***** Records shown *****
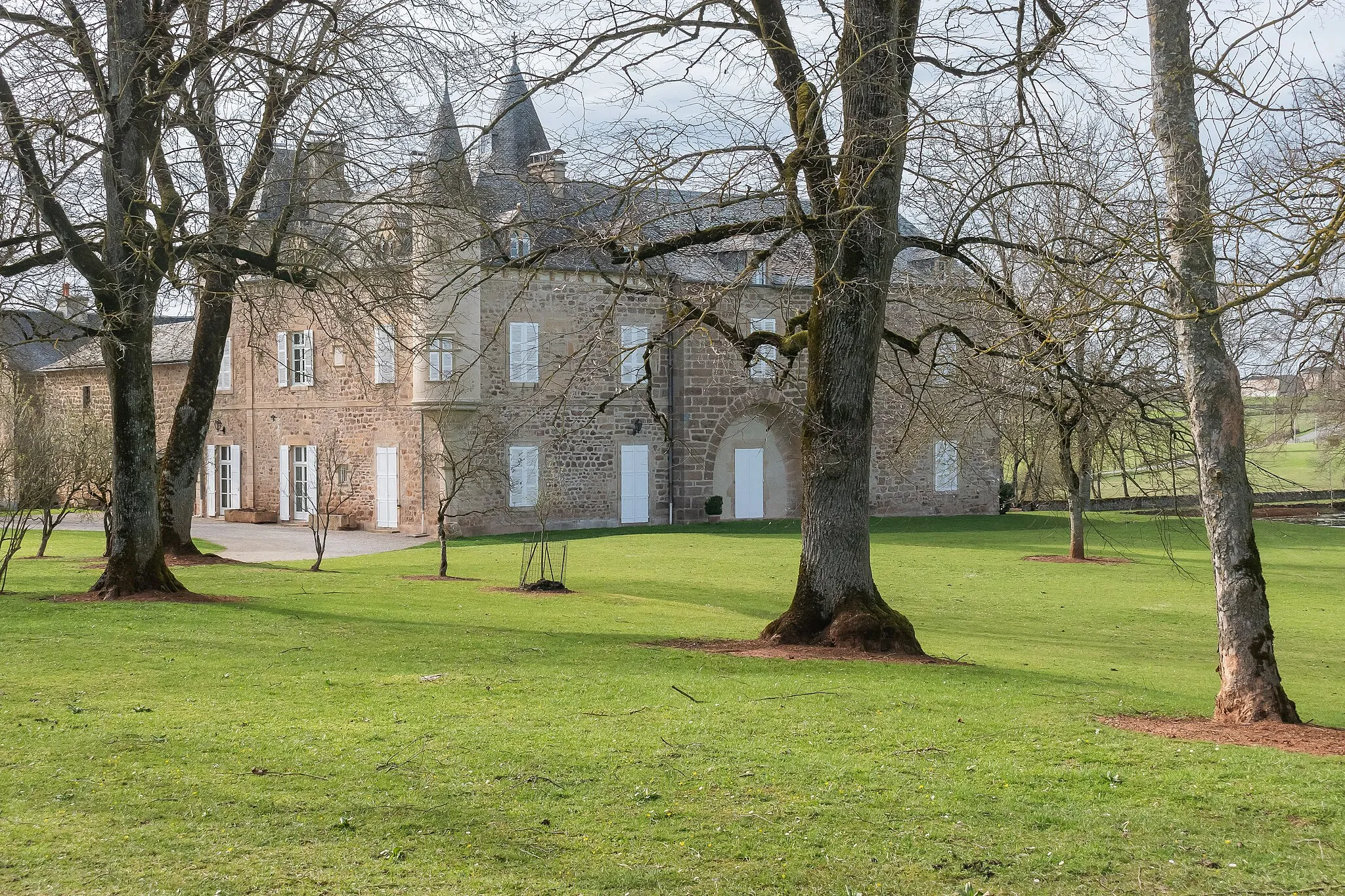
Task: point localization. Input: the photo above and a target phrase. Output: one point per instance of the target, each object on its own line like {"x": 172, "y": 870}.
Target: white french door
{"x": 748, "y": 484}
{"x": 635, "y": 484}
{"x": 385, "y": 485}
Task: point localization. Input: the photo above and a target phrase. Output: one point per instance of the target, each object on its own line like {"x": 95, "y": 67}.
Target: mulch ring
{"x": 188, "y": 561}
{"x": 437, "y": 578}
{"x": 147, "y": 597}
{"x": 1060, "y": 558}
{"x": 768, "y": 651}
{"x": 530, "y": 593}
{"x": 1310, "y": 739}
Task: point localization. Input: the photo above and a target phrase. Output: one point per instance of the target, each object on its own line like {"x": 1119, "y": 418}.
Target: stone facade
{"x": 606, "y": 449}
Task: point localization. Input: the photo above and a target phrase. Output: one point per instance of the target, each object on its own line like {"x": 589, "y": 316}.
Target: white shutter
{"x": 944, "y": 467}
{"x": 385, "y": 355}
{"x": 763, "y": 368}
{"x": 530, "y": 476}
{"x": 210, "y": 480}
{"x": 227, "y": 367}
{"x": 632, "y": 360}
{"x": 236, "y": 468}
{"x": 522, "y": 476}
{"x": 284, "y": 481}
{"x": 523, "y": 352}
{"x": 309, "y": 356}
{"x": 314, "y": 499}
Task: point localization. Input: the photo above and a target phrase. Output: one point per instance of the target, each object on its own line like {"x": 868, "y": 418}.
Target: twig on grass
{"x": 259, "y": 770}
{"x": 608, "y": 715}
{"x": 789, "y": 696}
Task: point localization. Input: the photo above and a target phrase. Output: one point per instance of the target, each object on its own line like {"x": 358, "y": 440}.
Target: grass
{"x": 552, "y": 754}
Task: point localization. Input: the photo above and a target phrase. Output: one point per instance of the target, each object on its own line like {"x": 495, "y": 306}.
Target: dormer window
{"x": 519, "y": 244}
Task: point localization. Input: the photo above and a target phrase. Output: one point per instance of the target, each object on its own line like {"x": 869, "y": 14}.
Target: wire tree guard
{"x": 537, "y": 568}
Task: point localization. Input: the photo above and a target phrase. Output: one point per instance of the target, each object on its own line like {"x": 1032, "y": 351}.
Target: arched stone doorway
{"x": 755, "y": 464}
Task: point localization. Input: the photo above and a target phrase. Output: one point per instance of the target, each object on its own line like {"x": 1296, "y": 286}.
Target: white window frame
{"x": 439, "y": 356}
{"x": 525, "y": 345}
{"x": 763, "y": 367}
{"x": 225, "y": 382}
{"x": 301, "y": 358}
{"x": 523, "y": 475}
{"x": 295, "y": 358}
{"x": 634, "y": 344}
{"x": 947, "y": 459}
{"x": 385, "y": 354}
{"x": 519, "y": 242}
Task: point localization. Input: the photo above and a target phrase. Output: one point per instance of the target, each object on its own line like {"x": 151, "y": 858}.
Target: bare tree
{"x": 468, "y": 457}
{"x": 328, "y": 492}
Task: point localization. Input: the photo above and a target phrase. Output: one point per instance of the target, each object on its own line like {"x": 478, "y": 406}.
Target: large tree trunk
{"x": 1076, "y": 488}
{"x": 136, "y": 559}
{"x": 1250, "y": 688}
{"x": 191, "y": 419}
{"x": 835, "y": 601}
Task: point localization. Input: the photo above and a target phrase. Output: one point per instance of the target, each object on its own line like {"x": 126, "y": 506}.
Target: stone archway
{"x": 772, "y": 427}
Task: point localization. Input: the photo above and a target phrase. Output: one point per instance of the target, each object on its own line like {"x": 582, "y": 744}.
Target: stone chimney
{"x": 70, "y": 307}
{"x": 549, "y": 167}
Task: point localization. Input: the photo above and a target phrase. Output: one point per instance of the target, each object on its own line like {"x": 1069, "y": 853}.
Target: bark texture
{"x": 835, "y": 601}
{"x": 181, "y": 463}
{"x": 1251, "y": 688}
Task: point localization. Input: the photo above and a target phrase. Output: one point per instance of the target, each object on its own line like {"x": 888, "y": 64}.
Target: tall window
{"x": 522, "y": 475}
{"x": 634, "y": 341}
{"x": 946, "y": 467}
{"x": 763, "y": 366}
{"x": 519, "y": 244}
{"x": 523, "y": 352}
{"x": 301, "y": 465}
{"x": 440, "y": 355}
{"x": 295, "y": 358}
{"x": 228, "y": 473}
{"x": 227, "y": 367}
{"x": 385, "y": 355}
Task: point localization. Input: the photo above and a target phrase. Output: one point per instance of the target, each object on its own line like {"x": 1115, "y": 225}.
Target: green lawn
{"x": 552, "y": 756}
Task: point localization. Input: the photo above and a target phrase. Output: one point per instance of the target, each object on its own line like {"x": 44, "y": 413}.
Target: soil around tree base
{"x": 763, "y": 649}
{"x": 1060, "y": 558}
{"x": 1315, "y": 740}
{"x": 146, "y": 597}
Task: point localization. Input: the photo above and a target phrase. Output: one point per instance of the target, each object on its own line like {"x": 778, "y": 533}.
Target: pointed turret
{"x": 518, "y": 132}
{"x": 445, "y": 144}
{"x": 445, "y": 161}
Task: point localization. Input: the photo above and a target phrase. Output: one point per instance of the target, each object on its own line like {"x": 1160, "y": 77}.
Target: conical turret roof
{"x": 518, "y": 132}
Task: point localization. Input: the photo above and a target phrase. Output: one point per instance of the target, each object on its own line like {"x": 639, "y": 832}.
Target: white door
{"x": 635, "y": 484}
{"x": 301, "y": 477}
{"x": 385, "y": 480}
{"x": 748, "y": 484}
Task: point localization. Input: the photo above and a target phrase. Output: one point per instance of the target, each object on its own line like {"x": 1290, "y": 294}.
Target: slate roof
{"x": 32, "y": 339}
{"x": 173, "y": 340}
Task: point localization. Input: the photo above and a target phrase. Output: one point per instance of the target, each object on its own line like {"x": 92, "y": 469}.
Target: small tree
{"x": 330, "y": 494}
{"x": 470, "y": 464}
{"x": 20, "y": 477}
{"x": 57, "y": 468}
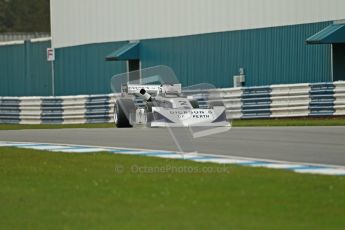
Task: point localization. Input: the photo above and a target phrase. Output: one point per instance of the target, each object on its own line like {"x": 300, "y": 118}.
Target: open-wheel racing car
{"x": 164, "y": 104}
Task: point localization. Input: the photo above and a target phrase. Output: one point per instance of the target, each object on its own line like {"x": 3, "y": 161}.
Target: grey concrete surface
*****
* Instructions to follow *
Pick out each line in the data above that includes the word "window", and copy those lines.

* Complete response *
Target: dormer window
Target: white window frame
Target: tall window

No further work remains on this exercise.